Goal of the exercise: Copy out, character for character, the part of the entries below that opens with the line containing "Shot-chart audit: point to every instance of the tall" and closes with the final line of the entries.

+++++

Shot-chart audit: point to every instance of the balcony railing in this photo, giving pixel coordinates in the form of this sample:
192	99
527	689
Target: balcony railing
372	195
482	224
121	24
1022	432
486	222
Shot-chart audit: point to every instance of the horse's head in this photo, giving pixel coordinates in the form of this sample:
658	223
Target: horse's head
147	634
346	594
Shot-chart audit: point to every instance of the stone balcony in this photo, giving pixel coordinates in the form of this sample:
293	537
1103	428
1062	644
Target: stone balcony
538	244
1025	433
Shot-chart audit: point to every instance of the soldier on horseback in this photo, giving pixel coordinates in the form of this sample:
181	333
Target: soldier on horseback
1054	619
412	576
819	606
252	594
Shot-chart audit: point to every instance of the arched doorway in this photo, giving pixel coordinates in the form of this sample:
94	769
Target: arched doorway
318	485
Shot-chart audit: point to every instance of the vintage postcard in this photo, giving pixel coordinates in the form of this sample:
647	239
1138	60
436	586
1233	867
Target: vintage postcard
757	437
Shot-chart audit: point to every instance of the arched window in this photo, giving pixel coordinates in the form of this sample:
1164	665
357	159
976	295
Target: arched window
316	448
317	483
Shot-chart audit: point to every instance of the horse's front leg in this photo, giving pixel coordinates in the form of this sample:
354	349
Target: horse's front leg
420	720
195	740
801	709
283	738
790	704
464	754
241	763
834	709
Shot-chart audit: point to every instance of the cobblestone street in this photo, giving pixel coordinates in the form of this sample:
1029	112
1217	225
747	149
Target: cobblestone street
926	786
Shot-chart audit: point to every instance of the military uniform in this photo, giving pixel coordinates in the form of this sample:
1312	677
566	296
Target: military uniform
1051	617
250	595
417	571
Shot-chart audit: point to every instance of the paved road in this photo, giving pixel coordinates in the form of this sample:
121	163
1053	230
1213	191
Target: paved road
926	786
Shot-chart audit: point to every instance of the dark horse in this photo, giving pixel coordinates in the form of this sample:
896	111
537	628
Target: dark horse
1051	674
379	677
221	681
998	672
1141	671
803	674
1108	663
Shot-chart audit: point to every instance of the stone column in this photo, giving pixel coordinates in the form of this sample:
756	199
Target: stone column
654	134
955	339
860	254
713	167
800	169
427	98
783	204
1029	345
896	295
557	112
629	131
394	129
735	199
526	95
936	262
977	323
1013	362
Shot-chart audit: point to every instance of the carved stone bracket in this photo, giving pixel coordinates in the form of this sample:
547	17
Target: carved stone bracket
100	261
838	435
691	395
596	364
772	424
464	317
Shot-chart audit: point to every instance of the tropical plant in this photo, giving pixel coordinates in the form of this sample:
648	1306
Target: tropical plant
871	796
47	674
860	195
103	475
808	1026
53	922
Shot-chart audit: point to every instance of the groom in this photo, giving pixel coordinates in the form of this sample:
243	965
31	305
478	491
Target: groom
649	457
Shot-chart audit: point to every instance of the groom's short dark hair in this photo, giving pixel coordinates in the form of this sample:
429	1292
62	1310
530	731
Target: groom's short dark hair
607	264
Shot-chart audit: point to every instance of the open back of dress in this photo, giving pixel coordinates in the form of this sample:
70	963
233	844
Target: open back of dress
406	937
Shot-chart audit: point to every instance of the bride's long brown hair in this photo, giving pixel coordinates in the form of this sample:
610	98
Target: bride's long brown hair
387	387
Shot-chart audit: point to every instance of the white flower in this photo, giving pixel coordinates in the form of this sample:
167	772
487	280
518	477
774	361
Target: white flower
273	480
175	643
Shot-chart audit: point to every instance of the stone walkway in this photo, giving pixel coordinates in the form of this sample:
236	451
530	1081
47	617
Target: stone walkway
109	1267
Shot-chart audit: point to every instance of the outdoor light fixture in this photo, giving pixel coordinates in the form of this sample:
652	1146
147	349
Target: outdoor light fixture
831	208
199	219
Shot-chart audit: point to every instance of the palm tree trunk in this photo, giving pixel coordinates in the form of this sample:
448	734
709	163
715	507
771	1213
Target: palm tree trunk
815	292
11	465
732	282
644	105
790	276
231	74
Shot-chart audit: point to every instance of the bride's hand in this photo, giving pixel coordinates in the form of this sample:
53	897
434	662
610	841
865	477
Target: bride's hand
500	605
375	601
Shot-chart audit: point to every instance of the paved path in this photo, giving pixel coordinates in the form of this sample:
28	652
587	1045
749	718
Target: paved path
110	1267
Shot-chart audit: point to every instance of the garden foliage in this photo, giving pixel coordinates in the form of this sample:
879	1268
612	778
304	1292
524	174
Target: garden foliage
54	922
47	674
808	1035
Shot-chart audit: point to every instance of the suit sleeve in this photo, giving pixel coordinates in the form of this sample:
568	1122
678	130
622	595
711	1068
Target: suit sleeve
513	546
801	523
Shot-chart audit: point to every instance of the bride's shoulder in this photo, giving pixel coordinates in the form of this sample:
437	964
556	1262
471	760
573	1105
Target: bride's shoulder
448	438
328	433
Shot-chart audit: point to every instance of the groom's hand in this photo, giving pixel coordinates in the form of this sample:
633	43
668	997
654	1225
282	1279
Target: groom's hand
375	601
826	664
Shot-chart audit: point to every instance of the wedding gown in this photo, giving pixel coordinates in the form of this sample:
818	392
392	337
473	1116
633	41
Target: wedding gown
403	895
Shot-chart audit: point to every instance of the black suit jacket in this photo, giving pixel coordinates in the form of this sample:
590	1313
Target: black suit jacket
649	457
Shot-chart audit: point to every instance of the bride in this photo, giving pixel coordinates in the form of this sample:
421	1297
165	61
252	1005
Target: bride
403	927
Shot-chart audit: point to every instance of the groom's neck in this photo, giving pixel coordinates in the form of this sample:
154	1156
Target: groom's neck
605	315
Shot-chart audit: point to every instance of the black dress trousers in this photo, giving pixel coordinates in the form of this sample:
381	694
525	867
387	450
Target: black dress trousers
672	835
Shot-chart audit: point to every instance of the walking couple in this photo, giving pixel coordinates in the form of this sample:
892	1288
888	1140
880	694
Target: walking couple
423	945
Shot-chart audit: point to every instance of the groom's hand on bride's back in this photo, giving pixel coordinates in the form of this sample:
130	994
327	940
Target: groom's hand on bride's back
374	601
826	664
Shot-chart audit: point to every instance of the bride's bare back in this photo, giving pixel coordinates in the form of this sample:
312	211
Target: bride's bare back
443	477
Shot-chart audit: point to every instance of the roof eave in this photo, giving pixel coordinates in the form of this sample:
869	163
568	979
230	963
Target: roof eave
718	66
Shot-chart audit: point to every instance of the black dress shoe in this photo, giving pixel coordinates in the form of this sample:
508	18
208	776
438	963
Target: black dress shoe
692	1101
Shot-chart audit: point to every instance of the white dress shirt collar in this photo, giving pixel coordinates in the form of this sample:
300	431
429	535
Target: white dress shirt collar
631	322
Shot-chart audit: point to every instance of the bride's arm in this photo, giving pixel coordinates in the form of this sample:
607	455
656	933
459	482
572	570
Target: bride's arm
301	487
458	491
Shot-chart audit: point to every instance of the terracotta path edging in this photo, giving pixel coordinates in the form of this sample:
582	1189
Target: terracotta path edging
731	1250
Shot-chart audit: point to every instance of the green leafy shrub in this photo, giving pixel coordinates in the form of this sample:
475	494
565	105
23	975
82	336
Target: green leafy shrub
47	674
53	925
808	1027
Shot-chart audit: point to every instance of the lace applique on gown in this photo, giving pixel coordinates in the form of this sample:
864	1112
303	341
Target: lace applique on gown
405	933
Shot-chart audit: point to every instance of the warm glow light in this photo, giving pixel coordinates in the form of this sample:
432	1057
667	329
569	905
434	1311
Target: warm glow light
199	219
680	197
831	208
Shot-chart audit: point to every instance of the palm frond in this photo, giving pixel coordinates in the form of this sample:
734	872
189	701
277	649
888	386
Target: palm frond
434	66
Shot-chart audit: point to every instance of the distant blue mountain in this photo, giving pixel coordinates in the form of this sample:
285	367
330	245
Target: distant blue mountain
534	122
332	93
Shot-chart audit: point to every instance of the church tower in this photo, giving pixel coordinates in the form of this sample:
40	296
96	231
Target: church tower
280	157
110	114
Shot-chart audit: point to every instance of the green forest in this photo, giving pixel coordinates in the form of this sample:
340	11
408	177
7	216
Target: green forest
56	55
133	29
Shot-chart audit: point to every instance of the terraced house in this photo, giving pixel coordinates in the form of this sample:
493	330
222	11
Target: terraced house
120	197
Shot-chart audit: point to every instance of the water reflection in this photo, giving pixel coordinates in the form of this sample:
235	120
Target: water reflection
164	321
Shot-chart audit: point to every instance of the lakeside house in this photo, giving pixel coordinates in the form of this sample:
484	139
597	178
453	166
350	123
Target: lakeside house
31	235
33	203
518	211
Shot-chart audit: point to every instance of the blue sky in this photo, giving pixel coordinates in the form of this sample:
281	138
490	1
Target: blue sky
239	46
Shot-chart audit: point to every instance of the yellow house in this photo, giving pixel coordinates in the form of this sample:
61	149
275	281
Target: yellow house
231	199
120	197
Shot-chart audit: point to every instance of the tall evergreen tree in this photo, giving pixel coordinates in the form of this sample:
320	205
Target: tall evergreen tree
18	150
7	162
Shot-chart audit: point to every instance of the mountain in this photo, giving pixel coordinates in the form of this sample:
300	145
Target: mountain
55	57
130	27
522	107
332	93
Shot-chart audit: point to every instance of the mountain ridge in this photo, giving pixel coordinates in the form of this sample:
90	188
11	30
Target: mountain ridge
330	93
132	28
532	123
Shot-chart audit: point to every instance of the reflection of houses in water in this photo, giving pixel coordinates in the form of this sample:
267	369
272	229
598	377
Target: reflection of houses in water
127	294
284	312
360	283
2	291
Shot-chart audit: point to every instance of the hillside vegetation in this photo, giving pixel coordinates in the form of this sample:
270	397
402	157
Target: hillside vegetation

+++++

Expected output:
Shot-chart audit: point to every instance of the tall evergreen tree in this photo, giving pixel coordinates in the form of this sample:
320	205
Target: tall evergreen tree
18	150
7	162
Shot-chart audit: point to every instance of the mountain in this photo, giving pixel coordinates in the form of this sample:
300	145
Target: mountain
55	57
130	27
522	107
332	93
Shot-chart audit: point to every instance of the mountain ridge in this photo, giving pixel coordinates in the form of this sample:
90	188
11	30
Target: mountain ridge
330	93
132	28
532	123
Shot-chart audit: point to every instance of the reflection of houses in water in this photo, giving pixel coordinates in the form of this sample:
267	369
272	229
598	377
Target: reflection of houses in water
127	294
284	312
360	283
2	291
Shot-chart audit: point to every instance of the hillside vegetation in this photo, giving pixel coordinates in the form of this sample:
270	397
402	157
Target: hillside vegetation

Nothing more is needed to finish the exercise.